The data:
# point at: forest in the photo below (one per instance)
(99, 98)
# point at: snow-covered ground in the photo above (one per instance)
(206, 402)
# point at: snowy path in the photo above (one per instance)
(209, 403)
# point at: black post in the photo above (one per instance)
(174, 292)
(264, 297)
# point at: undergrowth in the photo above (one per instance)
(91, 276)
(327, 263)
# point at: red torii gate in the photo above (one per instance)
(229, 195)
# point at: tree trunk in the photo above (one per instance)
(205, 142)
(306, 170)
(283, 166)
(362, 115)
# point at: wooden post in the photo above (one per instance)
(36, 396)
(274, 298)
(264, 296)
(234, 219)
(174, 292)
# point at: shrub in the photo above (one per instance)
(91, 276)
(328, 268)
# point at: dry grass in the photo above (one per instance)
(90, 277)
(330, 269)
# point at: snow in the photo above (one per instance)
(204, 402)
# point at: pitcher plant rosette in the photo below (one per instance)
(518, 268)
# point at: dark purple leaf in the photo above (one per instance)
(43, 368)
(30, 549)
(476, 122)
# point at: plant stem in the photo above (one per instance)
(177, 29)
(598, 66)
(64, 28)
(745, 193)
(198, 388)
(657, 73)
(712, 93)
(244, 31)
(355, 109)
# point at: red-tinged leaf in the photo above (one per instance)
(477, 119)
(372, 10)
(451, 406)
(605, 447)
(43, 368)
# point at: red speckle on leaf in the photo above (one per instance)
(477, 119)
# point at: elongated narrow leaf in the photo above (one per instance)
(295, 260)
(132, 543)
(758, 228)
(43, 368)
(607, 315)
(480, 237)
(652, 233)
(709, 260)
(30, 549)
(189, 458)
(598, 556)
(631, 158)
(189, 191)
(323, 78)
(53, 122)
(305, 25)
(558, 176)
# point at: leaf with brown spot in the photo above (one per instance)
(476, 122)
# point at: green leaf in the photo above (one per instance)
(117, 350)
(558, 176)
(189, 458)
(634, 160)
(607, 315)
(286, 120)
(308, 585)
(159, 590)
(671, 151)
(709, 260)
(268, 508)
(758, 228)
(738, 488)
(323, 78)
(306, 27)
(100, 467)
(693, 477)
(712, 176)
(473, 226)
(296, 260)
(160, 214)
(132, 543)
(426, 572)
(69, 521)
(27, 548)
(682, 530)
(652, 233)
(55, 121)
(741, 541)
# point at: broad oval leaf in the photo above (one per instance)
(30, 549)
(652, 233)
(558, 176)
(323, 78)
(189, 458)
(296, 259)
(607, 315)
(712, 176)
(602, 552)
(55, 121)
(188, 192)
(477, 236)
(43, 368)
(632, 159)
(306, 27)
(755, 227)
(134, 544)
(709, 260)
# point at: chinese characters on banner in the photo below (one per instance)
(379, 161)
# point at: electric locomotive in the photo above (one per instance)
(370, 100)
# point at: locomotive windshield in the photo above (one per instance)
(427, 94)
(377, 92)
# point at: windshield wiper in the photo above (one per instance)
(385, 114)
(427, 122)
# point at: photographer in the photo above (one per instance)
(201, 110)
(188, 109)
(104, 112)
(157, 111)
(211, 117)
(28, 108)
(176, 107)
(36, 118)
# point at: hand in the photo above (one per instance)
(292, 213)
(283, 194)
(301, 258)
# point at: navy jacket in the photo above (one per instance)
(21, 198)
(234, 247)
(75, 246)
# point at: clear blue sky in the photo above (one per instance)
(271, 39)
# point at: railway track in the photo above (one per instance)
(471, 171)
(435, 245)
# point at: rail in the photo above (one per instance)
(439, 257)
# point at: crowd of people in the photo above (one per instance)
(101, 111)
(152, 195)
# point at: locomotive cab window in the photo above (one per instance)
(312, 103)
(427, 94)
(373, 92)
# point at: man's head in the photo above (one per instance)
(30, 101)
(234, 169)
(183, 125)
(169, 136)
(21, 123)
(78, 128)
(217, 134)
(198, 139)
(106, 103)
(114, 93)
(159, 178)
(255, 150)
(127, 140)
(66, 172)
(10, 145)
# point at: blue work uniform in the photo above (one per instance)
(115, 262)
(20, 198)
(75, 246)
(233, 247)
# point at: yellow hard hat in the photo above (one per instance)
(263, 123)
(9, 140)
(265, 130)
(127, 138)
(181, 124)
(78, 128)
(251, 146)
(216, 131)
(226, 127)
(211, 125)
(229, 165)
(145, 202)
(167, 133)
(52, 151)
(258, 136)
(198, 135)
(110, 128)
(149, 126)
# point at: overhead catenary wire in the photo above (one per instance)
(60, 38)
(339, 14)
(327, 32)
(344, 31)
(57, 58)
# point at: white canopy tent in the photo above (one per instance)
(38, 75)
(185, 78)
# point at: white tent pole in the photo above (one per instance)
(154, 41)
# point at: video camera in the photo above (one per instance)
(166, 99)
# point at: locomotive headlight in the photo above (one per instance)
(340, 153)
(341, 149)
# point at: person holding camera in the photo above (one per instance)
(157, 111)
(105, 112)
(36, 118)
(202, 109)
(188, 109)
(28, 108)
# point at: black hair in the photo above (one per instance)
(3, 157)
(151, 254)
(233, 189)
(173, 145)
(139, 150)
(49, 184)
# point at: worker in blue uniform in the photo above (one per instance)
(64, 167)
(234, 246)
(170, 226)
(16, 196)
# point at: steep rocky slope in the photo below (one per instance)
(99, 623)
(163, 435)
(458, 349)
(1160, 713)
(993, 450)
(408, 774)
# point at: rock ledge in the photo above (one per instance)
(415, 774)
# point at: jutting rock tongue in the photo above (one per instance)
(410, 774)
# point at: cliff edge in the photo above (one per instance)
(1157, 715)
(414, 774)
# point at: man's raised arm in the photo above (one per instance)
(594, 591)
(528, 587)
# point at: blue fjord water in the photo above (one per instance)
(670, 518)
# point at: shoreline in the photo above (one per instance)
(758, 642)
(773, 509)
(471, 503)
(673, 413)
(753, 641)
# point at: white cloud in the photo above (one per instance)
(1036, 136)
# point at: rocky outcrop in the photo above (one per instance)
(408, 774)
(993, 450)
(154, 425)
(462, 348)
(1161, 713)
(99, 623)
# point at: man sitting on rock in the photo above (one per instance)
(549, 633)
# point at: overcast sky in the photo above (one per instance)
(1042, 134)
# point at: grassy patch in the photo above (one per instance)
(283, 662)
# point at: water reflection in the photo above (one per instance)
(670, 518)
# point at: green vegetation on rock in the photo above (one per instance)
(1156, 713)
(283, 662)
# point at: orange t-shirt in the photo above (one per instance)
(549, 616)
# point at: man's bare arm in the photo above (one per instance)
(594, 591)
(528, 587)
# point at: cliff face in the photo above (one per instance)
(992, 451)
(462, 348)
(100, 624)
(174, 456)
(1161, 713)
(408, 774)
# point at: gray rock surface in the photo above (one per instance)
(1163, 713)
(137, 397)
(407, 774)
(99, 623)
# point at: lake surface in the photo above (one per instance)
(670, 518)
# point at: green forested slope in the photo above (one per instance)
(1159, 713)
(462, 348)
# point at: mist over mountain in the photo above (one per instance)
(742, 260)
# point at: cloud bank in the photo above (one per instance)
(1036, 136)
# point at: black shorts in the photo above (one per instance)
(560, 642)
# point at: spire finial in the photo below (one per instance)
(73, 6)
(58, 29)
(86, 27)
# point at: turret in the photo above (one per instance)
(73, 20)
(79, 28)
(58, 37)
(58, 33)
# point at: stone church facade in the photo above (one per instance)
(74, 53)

Work to complete: Could you return every record above exactly as written?

Written response:
# point at: forest in the photo below (one per instance)
(99, 98)
# point at: snow-covered ground in the photo above (one per instance)
(206, 402)
# point at: snowy path in the photo above (one per instance)
(209, 403)
# point at: black post in the photo above (one per instance)
(174, 292)
(264, 297)
# point at: undergrowth in the photo above (one per instance)
(91, 276)
(327, 263)
# point at: red torii gate in the photo above (one per instance)
(229, 195)
# point at: tree trunk in the photo above (one per instance)
(205, 142)
(306, 170)
(283, 166)
(362, 115)
# point at: wooden post in the photo above (one per instance)
(36, 396)
(274, 298)
(264, 296)
(234, 219)
(174, 292)
# point at: shrub in the photo above (one per instance)
(91, 276)
(328, 268)
# point at: dry grass in the photo above (one per instance)
(90, 277)
(330, 269)
# point at: snow in the photo above (one per instance)
(204, 402)
# point at: pitcher plant rosette in the photo below (one per instance)
(518, 268)
# point at: dark purple leaf in the photo above (one per instance)
(43, 368)
(30, 549)
(476, 122)
# point at: plant stem in the photo above (one per instance)
(177, 29)
(598, 66)
(64, 28)
(745, 193)
(198, 388)
(657, 73)
(712, 93)
(244, 31)
(355, 109)
# point at: red-tinged leaf in the photo above (one per instance)
(477, 119)
(372, 10)
(451, 406)
(605, 447)
(43, 368)
# point at: red speckle on leaf in the photo above (one per instance)
(477, 119)
# point at: elongated narrow leaf in the photo above (one per instance)
(295, 260)
(132, 543)
(758, 228)
(43, 368)
(607, 315)
(480, 237)
(652, 233)
(709, 260)
(30, 549)
(189, 458)
(598, 556)
(631, 158)
(189, 191)
(323, 78)
(53, 122)
(305, 25)
(558, 176)
# point at: leaf with brown spot in the photo above (one per instance)
(476, 122)
# point at: green leaf in the photo above (one per instance)
(117, 350)
(558, 176)
(189, 458)
(634, 160)
(607, 315)
(286, 120)
(308, 585)
(159, 590)
(671, 151)
(709, 260)
(268, 508)
(758, 228)
(738, 488)
(323, 78)
(306, 27)
(100, 467)
(693, 477)
(712, 176)
(473, 226)
(296, 260)
(160, 214)
(132, 543)
(426, 572)
(69, 521)
(27, 548)
(682, 530)
(652, 233)
(55, 121)
(741, 541)
# point at: broad oval leaf in the photo above (one per instance)
(30, 549)
(652, 233)
(558, 176)
(323, 78)
(189, 458)
(296, 259)
(607, 315)
(712, 176)
(602, 552)
(55, 121)
(188, 192)
(477, 236)
(43, 368)
(632, 159)
(306, 27)
(755, 227)
(134, 544)
(709, 260)
# point at: chinese characters on banner in the photo below (one per instance)
(379, 161)
# point at: electric locomotive in the photo above (one per instance)
(370, 100)
# point at: locomotive windshield in the photo above (one per instance)
(427, 94)
(377, 92)
# point at: windshield wiper in the photo above (one per instance)
(385, 114)
(427, 122)
# point at: photographer in the photo above (one per instance)
(201, 110)
(188, 109)
(104, 112)
(157, 111)
(211, 117)
(28, 108)
(176, 107)
(36, 118)
# point at: hand in the photo above (one per instance)
(292, 213)
(283, 194)
(301, 258)
# point at: navy jacket in the photo above (one per instance)
(21, 198)
(234, 247)
(75, 246)
# point at: clear blue sky in the photo above (one per instance)
(271, 39)
# point at: railway track in the photo above (one per instance)
(471, 171)
(435, 245)
# point at: rail in the photo above (one per instance)
(439, 257)
# point at: crowd of people in the photo above (one per instance)
(101, 111)
(152, 195)
# point at: locomotive cab window in the photo above (one per instance)
(312, 103)
(427, 94)
(373, 92)
# point at: man's head in the photo above (one per instance)
(30, 101)
(234, 169)
(183, 125)
(169, 136)
(21, 123)
(78, 128)
(217, 134)
(198, 139)
(106, 103)
(114, 93)
(159, 178)
(255, 150)
(127, 140)
(66, 172)
(10, 145)
# point at: blue work uniform in the photo above (one per instance)
(115, 262)
(20, 198)
(75, 246)
(233, 247)
# point at: yellow hard hat in the photo above (one per instance)
(263, 123)
(9, 140)
(265, 130)
(127, 138)
(181, 124)
(78, 128)
(251, 146)
(216, 131)
(226, 127)
(211, 125)
(229, 165)
(145, 202)
(167, 133)
(52, 151)
(258, 136)
(198, 135)
(110, 128)
(149, 126)
# point at: overhead catenary wire in the photo above (one per instance)
(60, 38)
(339, 14)
(327, 32)
(344, 31)
(57, 58)
# point at: white canopy tent in the photo above (one per instance)
(38, 75)
(185, 78)
# point at: white tent pole in the photo above (one per instance)
(154, 41)
# point at: video camera in the photo above (one per instance)
(166, 99)
# point at: locomotive headlight in the photo above (one per instance)
(340, 153)
(341, 149)
# point at: person holding camera in the photo above (one per instance)
(157, 111)
(105, 112)
(36, 118)
(202, 109)
(188, 109)
(28, 108)
# point at: black hair in the photo above (one per instance)
(3, 157)
(151, 254)
(233, 189)
(173, 145)
(139, 150)
(49, 184)
# point at: worker in blue uniform in the photo above (one per instance)
(64, 167)
(234, 246)
(170, 226)
(16, 196)
# point at: steep rocky slope in the photo below (one per instance)
(99, 623)
(163, 435)
(458, 349)
(1160, 713)
(993, 450)
(408, 774)
# point at: rock ledge in the photo above (one per instance)
(415, 774)
# point at: jutting rock tongue in the photo above (one per instance)
(410, 774)
# point at: cliff edge in the photo above (one per instance)
(1157, 715)
(414, 774)
# point at: man's raised arm in the photo above (one per instance)
(594, 591)
(528, 587)
# point at: blue fjord water in the photo above (one per instance)
(670, 518)
# point at: shoreline in the photo above (one per instance)
(758, 642)
(773, 509)
(471, 503)
(673, 413)
(753, 641)
# point at: white cloud in the photo above (one per instance)
(1036, 136)
# point at: rocky outcrop in the photo above (one per instance)
(408, 774)
(993, 450)
(154, 425)
(462, 348)
(1161, 713)
(99, 623)
# point at: man sitting on rock in the photo above (one per instance)
(549, 633)
# point at: overcast sky in the photo above (one per instance)
(1042, 134)
# point at: grassy patch in the photo above (one per instance)
(283, 662)
# point at: water reflection in the photo above (one per instance)
(670, 518)
# point at: green vegetation on rock in the photo above (one per instance)
(1156, 713)
(283, 662)
# point at: orange t-shirt in the photo above (one per instance)
(549, 616)
# point at: man's bare arm in the photo above (one per instance)
(594, 591)
(528, 587)
# point at: cliff face in the photo above (one per instance)
(992, 451)
(462, 348)
(100, 624)
(174, 456)
(1161, 713)
(408, 774)
# point at: gray rock surface in the photo above (one per instance)
(1163, 713)
(137, 397)
(407, 774)
(99, 623)
# point at: lake surface in the photo above (one per instance)
(670, 518)
# point at: green forested slope in the photo above (one per instance)
(1159, 713)
(462, 348)
# point at: mist over mountain in the photo above (one per instance)
(742, 260)
# point at: cloud bank in the photo above (one per instance)
(1036, 136)
# point at: black shorts in the photo above (one per instance)
(560, 642)
# point at: spire finial in the photo below (one per instance)
(73, 6)
(58, 29)
(86, 27)
# point at: turret in the photo above (one per instance)
(73, 20)
(79, 28)
(58, 37)
(58, 33)
# point at: stone church facade in the photo above (one per instance)
(74, 53)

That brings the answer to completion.